Omitting any pictures, transcribe the entries below exactly.

______________________________

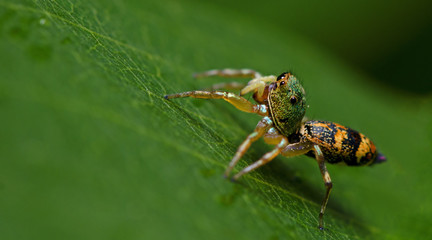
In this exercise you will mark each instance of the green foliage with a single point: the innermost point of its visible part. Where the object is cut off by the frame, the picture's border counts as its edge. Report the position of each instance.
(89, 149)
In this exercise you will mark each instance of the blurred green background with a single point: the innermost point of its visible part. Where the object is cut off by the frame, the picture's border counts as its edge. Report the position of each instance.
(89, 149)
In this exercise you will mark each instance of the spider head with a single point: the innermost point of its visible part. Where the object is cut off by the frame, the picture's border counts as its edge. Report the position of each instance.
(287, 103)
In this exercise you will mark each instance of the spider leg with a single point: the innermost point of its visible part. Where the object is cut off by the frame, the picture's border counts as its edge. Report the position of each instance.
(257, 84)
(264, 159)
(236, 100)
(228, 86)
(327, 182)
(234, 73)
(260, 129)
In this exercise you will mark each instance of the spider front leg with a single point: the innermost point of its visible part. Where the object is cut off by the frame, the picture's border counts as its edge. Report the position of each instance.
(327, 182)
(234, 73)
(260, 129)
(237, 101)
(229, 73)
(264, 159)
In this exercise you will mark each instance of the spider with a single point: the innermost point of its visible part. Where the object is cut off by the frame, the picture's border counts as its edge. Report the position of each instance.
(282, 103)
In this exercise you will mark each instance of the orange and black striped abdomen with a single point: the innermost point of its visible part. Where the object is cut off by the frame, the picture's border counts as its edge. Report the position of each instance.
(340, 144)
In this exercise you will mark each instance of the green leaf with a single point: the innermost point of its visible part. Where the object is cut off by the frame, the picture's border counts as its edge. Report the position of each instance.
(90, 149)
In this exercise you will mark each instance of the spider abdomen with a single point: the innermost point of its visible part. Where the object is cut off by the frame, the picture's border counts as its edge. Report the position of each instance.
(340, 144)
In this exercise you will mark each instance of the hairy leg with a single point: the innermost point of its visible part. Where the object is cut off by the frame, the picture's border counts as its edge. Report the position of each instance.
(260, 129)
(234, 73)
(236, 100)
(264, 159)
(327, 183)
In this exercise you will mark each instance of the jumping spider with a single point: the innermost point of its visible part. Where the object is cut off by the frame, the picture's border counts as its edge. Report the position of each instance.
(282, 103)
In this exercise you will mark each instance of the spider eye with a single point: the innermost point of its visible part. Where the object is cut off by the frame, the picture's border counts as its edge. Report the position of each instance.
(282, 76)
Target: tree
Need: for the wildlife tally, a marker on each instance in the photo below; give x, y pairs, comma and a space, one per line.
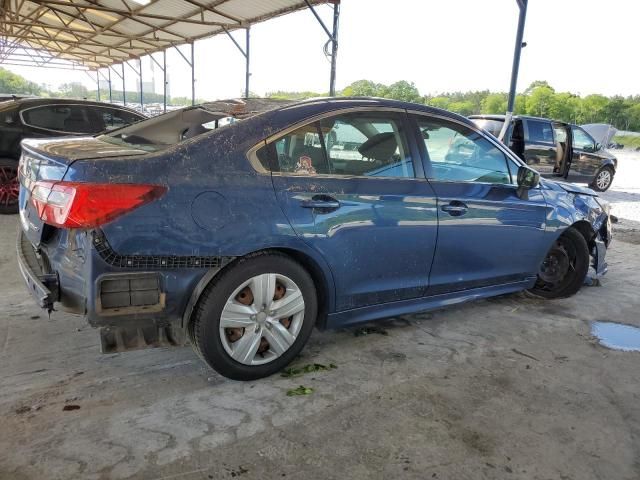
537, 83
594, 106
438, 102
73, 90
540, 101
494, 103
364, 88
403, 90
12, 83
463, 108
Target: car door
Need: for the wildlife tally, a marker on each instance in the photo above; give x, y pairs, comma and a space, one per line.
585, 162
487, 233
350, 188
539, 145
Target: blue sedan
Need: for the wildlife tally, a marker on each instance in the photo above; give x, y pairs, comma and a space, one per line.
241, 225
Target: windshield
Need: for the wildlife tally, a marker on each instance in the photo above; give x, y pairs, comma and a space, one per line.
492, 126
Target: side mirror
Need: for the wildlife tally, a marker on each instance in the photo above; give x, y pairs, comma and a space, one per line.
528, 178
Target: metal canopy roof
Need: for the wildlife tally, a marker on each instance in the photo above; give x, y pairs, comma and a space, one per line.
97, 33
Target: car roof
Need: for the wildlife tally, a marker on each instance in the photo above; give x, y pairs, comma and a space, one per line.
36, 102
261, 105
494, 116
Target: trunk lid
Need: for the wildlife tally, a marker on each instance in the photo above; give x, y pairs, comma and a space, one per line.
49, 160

______________________________

» **Solution to this problem**:
In this exercise you will mark each instance of the green foliage with a single point: the innermost point of its visible part. Where the object is cut off by the frame, the picture's border counts as its edge. Report the position of each instance.
(89, 149)
In this exercise you will mark each instance of the blurred green background with a single point: the innermost point of its visible part. Where the object is cut off by the frame, the picture's border counts as its edge. Report the position of each instance.
(89, 149)
In this exercise you will mark each instance of the spider head with a single point: the innermost point of its visible part. Where the object is cut off by the frame, the picture's border counts as its edge. Report the position of each instance.
(287, 103)
In this exercise you will mark each instance of the spider leg with a single point: the innermost point of its visible part. Where the object is cut off by the frame, the picture's border counts as its edge. Report the position of each instance.
(257, 84)
(264, 159)
(236, 100)
(228, 86)
(327, 182)
(234, 73)
(260, 129)
In this exercise you will mark each instance of the spider front leg with a single point: the innermost point of its visible part. Where the object is cut off by the frame, the picture's border counts as its edge. Report the position of each instance.
(327, 182)
(234, 73)
(260, 129)
(237, 101)
(229, 73)
(264, 159)
In this exercise you will mark each instance of the spider with a single point: the innermost point of its visible part. Where the object is cut off by the frame, the picture's border counts as its edge. Report the position of each instance.
(282, 103)
In this exercise you will mark each instance of the orange and black striped abdomen with a single point: the innermost point of its visible part. Where the object is cut off by the frame, the picture's border counts as its edge. Report the position of each instance.
(340, 144)
In this exercise you will mark each instance of the green leaf with a single point: the innermost point of its visible part. Where the object is cut off by the frame, the picture's border counts as its edge. Report the position of each instance.
(90, 149)
In this exercise you will mark each instance of the spider abdomen with a single point: the innermost point of its visible part. Where the object is cut off by the frame, the picture's border counts as its edge. Report the position of each instance.
(340, 144)
In this exercise you will mark each instance of the hairy leg with a single point: the innermost point of its visible part. Where the object is cut off by the frame, the picture's border counts as its edge. Report the position of each instance.
(260, 129)
(234, 73)
(236, 100)
(264, 159)
(327, 183)
In this exercise you will mark each instance of the jumping spider with a single point: the innermost point of its visible part. Where the object is cut off by the frame, the picture's border counts as its edge. Report the position of each instance.
(282, 103)
In this exercise you will mark each instance of the spider eye with a single point: the innermost point of its visible part. Where the object is cut off by the frame, the picture's border counts as its edge. Report the position of each instance.
(282, 76)
Target: tree
Need: for the wildlife tally, a marker on each instance in the photo below; give x, y pairs, comma and a space, one per line.
537, 83
594, 106
438, 102
73, 90
540, 101
494, 103
364, 88
403, 90
12, 83
463, 108
Target: car door
Need: for the wildlife tally, a marker on each instance in the photo above; give x, y pairs, comma and a space, one per line.
585, 162
487, 233
350, 188
539, 145
Target: blue sedan
Need: for the wildlife tally, a marker on each instance in the photo above; give x, y pairs, comma and a space, one per line.
241, 225
Target: windshield
Need: for the wildlife tally, a marker on each instance in the photo above; give x, y pairs, comma and a space, one per line.
492, 126
Target: side mirror
Need: for the wildlife tally, a marker on each instance in the photo above; give x, y pairs, comma and a space, one per line.
528, 178
Target: metal canopy roof
Need: for the wildlife tally, a marker on each instance in the photo above; give x, y pairs, comma and a space, one per line.
97, 33
Target: car roof
Need: for the wildlife tally, a marker on each instance in the photo above; give x, y pairs, comma and a space, one per line.
36, 102
261, 105
494, 116
Target: trunk lid
Need: for the wildlife tally, a marker on each instance in the photo above; give x, y pairs, comma and a space, one per line.
49, 160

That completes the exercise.